**Stated task**
Copy each line of data below that contains the word "colourful". Treat uppercase and lowercase as different.

[Lines of data]

┌──

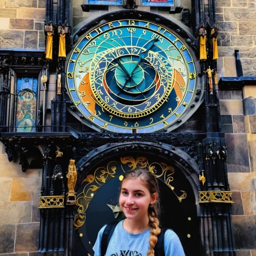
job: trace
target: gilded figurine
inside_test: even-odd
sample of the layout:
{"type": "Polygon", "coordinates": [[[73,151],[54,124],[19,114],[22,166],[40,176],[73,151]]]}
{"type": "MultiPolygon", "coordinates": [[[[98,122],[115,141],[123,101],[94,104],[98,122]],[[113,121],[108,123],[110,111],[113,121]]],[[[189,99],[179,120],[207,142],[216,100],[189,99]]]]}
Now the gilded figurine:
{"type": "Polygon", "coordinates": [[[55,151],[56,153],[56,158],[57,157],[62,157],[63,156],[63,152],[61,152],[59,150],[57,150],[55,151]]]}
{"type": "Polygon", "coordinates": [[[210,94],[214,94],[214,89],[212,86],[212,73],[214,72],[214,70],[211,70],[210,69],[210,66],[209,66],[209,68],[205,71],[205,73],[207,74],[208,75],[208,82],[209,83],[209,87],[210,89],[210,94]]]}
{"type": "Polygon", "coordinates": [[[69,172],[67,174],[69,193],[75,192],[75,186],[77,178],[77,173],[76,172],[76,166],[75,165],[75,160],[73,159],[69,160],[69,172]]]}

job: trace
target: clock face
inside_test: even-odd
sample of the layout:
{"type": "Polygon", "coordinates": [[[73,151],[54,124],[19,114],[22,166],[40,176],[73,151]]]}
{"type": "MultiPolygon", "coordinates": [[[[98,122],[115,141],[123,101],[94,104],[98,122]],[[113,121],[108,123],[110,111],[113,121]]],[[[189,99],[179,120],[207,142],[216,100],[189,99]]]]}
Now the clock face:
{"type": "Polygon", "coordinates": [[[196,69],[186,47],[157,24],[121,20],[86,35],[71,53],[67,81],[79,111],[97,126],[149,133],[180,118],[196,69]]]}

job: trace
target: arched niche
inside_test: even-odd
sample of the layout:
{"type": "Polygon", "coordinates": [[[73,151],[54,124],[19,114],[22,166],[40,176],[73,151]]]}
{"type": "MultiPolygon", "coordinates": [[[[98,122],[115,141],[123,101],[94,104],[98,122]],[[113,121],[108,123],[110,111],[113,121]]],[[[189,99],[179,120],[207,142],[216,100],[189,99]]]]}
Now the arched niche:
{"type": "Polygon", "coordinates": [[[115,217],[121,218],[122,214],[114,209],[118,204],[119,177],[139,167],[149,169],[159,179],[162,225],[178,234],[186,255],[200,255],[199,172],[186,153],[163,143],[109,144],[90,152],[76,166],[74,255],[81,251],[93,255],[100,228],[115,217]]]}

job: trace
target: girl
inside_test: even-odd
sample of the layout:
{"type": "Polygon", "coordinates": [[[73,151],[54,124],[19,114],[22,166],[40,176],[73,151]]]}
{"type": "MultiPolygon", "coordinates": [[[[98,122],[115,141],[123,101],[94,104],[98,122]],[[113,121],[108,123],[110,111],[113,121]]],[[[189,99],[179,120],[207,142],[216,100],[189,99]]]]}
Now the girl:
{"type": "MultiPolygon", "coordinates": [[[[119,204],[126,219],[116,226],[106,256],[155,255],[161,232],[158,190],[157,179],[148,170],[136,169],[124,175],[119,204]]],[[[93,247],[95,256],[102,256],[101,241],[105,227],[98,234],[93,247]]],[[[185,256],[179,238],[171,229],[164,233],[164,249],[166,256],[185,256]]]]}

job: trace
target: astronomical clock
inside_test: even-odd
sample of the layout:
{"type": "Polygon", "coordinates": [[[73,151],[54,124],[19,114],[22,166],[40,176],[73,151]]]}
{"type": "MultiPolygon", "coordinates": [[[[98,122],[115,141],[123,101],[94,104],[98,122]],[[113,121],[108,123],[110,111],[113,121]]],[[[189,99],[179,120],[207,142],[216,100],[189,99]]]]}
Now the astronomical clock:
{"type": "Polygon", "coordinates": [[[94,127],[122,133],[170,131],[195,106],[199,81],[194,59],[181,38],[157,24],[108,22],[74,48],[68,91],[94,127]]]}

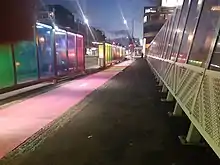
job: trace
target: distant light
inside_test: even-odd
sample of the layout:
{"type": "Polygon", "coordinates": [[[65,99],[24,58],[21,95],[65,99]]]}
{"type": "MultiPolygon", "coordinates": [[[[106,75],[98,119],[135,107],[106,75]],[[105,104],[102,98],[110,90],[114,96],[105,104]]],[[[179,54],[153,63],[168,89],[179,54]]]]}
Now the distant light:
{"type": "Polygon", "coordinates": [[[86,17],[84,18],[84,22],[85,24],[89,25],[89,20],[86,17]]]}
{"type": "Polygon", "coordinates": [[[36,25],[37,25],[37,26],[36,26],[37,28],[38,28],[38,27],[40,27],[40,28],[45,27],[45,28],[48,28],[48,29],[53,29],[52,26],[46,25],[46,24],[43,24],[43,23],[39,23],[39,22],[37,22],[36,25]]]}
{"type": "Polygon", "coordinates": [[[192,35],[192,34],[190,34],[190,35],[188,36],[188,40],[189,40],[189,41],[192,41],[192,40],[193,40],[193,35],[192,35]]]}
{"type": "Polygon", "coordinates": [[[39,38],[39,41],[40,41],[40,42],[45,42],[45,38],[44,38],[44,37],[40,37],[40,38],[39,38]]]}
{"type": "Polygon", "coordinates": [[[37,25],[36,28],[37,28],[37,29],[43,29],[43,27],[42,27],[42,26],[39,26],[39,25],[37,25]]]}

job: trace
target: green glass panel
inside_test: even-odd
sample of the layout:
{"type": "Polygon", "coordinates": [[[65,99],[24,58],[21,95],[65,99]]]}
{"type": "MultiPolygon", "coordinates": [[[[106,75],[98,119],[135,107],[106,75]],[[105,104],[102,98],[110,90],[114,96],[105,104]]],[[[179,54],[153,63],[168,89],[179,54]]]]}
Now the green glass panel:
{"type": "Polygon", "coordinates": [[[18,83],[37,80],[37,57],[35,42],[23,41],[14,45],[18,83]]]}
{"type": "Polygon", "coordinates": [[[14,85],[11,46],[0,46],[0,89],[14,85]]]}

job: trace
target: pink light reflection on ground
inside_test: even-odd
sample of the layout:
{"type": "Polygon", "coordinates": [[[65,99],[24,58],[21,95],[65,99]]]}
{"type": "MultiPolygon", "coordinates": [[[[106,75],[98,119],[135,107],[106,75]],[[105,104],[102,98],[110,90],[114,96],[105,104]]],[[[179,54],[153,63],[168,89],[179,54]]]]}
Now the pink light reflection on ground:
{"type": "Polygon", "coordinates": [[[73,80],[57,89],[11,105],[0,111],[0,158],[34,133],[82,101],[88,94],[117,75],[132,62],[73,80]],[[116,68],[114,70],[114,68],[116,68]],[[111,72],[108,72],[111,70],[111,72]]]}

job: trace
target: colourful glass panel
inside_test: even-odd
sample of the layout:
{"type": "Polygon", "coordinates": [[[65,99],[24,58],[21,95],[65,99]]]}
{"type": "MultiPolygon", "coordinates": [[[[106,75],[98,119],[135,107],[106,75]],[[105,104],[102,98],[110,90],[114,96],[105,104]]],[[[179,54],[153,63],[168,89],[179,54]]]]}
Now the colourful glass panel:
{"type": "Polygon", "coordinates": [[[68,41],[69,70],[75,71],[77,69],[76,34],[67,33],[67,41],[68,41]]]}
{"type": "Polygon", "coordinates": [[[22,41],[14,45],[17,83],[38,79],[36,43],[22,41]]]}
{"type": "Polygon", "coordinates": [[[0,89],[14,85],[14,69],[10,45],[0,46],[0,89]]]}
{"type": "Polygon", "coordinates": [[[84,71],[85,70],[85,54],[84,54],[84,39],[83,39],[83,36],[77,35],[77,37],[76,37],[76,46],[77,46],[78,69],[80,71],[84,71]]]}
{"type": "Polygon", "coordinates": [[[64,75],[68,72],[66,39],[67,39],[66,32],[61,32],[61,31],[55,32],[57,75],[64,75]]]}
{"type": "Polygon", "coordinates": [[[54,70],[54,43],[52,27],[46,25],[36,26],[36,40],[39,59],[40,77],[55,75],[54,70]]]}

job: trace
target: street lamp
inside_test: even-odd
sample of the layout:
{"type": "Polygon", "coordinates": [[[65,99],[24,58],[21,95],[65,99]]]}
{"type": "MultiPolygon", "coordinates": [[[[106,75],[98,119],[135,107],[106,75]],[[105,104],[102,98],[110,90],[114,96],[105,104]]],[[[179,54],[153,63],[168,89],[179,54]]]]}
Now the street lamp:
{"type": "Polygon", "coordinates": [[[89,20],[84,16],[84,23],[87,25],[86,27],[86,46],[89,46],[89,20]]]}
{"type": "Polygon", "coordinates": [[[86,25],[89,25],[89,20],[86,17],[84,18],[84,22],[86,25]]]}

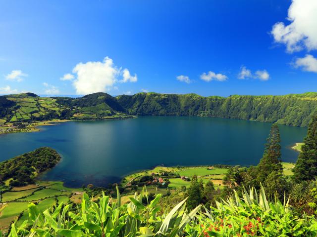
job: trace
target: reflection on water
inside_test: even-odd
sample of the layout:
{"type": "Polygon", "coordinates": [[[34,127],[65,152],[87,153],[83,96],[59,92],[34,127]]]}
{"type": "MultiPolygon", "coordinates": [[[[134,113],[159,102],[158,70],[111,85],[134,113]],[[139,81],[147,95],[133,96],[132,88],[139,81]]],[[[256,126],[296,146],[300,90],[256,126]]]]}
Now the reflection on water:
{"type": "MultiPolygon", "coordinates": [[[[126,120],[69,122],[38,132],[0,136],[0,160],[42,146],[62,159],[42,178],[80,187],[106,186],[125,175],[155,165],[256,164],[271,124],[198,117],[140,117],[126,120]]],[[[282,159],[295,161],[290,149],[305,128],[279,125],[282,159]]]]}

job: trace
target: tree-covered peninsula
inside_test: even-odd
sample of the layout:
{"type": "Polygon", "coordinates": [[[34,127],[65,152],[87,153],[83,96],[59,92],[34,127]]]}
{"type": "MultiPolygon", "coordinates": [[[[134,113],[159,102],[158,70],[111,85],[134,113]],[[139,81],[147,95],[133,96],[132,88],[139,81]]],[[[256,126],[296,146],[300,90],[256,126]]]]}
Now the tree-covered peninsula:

└──

**Result**
target: colourful glass panel
Now the colourful glass panel:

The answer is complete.